TEXTAUSZUG:
────────────────────────────────────────

Orgel- und
Harmoniumwerkstatt
Thomas Reilich
Imst (A):
Hörügel, Leipzig, Bj. 1914, Modell "Gloriosa"

re: Nicht nur das Äußere, auch das Innere sah bemitleidens-wert aus.

Dieses Projekt könnte man mit "vom Entlein zum Schwan" umschreiben, wobei "Entlein" für dieses große und eigentlich klanggewaltige Instrument wenig passend ist.

Da der neue Eigentümer recht groß gewachsen war und vom Crescendo-Kniehebel gerne gebrauch gemacht hätte, musste das Gehäuse um ca. 60mm "gestreckt" weden.

Doch zuvor stand der Ausbau an. Nach wenigen Handgriffen lag das Werk frei.

Kurze Zeit später, erblickte auch die Balganlage nach 100 Jahren wieder das Licht der Welt.

Nun konnte der Innenraum gründlich gereinigt werden.

li: Da die alte Lackschicht eigentlich nicht mehr vorhanden war, wurde das komplette Gehäuse auch noch von den letzten Schellackresten befreit.

re: Sogar die seitlichen Füllungen liesen sich mit etwas Überredungskunst aus dem Rahmen lösen.

Hier sieht man, dass einmal ein externes Gebläse angeschlossen war. Diese Füllung sollte ersetzt werden.

Da man das Gehäuse nicht nur einfach auf Füße stellen konnte (Tritte müssen ja unten bleiben), war eine gute Idee gefragt.

Während ich mich mit dem Gehäuse beschäftigte, fing Azubi Eric mit dem Zerlegen des Balges an. Vermutlich der schlechten Erbauungszeit geschuldet, bestand der Balg aber aus windigen Holzrahmen und dünnen Sperrholzplatten. Zudem waren die Rahmen an einigen Stellen bereits gerissen, sodass wir uns für eine komplette Neuanfertigung der Balganlage entschieden.

Auch die Magazinbalgplatte bestand aus Holzrahmen und dünnem Sperrholz. Da wundert es nicht, dass der Deckel auf dem Ausschnitt nicht nur verschraubt, sondern auch mit Silikon verklebt war.

re: Nach dem Beizdurch-gang, sah alles schon ganz prima aus. Nun fehlte noch der Schellack.

Am Gehäuse trug die zündende Idee bereits Früchte. Aus Sperrholz wurden Distanzstücke zwischen Seitenteile und Bodenrahnem eingepasst. Die Querleiste bekam eine entsprechende Verbreiterung.

Damit sich alles optisch gut einfügt, wurden die Neuteile in Nussbaum furniert.

re: Nach und nach entwickelte die Oberfläche ihren seidigen Glanz.

Schon bei der ersten Grundierung zeigte sich, welch wunderbaren Farbton das Gehäuse ursprünglich hatte

Das erste Zusammensetzen der Gehäuseteile konnte ich schon garnicht mehr erwarten. Das Gehäuse stand da, wie am ersten Tag. Die Erhöhung schadete den Proportionen nicht und fügte sich harmonisch ins Gesamtbild.

────────────────────────────────────────

GEZEIGTE EINTRÄGE:
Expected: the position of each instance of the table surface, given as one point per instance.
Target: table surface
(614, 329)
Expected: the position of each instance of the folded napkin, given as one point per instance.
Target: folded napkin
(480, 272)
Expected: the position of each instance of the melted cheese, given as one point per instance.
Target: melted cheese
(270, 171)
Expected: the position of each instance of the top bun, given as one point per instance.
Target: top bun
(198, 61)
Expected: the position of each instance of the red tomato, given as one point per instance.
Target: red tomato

────────────────────────────────────────

Um wie viele Millimeter musste das Gehäuse laut dem Textauszug gestreckt werden? Die Einträge stammen aus einer anderen Quelle als der Textauszug.

ANTWORT: Um etwa 60 mm.